WHAT NEEDS TO BE DONE:
The complete listing should be restated exactly.

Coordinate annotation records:
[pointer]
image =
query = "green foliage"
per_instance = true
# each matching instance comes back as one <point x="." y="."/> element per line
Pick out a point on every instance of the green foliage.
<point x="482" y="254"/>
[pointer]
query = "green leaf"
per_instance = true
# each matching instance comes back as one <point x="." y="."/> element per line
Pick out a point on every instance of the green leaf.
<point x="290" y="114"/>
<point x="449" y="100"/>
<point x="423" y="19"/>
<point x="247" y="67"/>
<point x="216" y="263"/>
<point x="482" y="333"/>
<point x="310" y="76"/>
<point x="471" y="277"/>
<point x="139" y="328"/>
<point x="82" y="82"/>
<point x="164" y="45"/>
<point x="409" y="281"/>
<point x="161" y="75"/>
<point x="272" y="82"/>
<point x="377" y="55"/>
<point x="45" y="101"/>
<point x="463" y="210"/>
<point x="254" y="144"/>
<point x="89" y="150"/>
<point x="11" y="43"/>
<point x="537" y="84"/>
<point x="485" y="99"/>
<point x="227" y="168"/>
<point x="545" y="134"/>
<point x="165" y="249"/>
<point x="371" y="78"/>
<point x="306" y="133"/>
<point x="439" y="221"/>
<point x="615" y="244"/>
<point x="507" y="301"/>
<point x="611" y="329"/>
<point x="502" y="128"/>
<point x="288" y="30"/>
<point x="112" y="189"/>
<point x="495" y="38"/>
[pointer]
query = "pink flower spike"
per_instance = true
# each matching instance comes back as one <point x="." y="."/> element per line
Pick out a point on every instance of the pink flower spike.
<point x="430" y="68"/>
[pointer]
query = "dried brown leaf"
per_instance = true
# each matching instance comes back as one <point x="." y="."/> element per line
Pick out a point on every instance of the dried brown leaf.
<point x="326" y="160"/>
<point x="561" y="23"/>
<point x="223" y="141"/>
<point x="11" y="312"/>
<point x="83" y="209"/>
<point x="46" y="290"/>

OUTPUT FOR THIS TASK:
[pointer]
image =
query = "green foliage"
per_instance = true
# each matching instance comes back as one <point x="." y="."/> element per line
Pick out a point on every instance of the green foliage.
<point x="482" y="254"/>
[pointer]
query = "green leaf"
per_instance = true
# each matching instance comes back as one <point x="." y="."/> element per line
Pick out a point on every instance of the green leaf.
<point x="290" y="114"/>
<point x="449" y="100"/>
<point x="423" y="19"/>
<point x="247" y="67"/>
<point x="216" y="263"/>
<point x="482" y="333"/>
<point x="310" y="76"/>
<point x="471" y="277"/>
<point x="139" y="328"/>
<point x="82" y="82"/>
<point x="164" y="45"/>
<point x="409" y="281"/>
<point x="161" y="75"/>
<point x="272" y="82"/>
<point x="377" y="55"/>
<point x="45" y="101"/>
<point x="463" y="210"/>
<point x="254" y="144"/>
<point x="89" y="150"/>
<point x="11" y="43"/>
<point x="537" y="84"/>
<point x="485" y="99"/>
<point x="227" y="168"/>
<point x="545" y="134"/>
<point x="165" y="249"/>
<point x="371" y="78"/>
<point x="306" y="133"/>
<point x="439" y="221"/>
<point x="615" y="244"/>
<point x="507" y="301"/>
<point x="611" y="329"/>
<point x="502" y="128"/>
<point x="288" y="30"/>
<point x="112" y="189"/>
<point x="495" y="38"/>
[pointer]
query = "pink flower spike"
per_instance = true
# each matching instance comes back as one <point x="." y="."/> element per line
Pick out a point on every instance of the pink flower spike.
<point x="430" y="68"/>
[pointer]
query = "dried brown leaf"
per_instance = true
# each matching instance comes back as one <point x="." y="."/> element per line
Pick out a point on every instance of the dried brown leaf.
<point x="326" y="160"/>
<point x="561" y="23"/>
<point x="223" y="141"/>
<point x="11" y="312"/>
<point x="83" y="209"/>
<point x="46" y="290"/>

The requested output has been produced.